== PROVIDED RECORDS ==

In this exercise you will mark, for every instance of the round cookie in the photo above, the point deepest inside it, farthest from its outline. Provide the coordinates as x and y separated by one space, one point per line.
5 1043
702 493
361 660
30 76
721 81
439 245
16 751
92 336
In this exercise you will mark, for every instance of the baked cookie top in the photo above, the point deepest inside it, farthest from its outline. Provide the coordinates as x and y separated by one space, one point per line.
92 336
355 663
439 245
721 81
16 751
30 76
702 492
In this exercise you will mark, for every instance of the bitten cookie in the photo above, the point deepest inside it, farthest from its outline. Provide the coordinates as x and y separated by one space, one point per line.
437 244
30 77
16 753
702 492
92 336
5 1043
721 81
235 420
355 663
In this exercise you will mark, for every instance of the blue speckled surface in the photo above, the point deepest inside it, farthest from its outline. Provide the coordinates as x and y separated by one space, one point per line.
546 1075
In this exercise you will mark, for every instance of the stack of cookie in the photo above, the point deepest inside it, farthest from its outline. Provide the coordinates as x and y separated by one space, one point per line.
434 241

===

▶ _EXERCISE DETAILS_
Update the items starting at the line that contains "of the stack" and ending at the end of the items, replacing "stack of cookie" with "stack of cookies" and leaving everything else unchanged. Give only those lines.

▶ _EXERCISE RESULT_
In this exercise you will mark, for every instance of the stack of cookies in the photo above, the point deepest inside it, farthest from its outline. Provide the coordinates as x and y separated by one space, one point per line.
434 241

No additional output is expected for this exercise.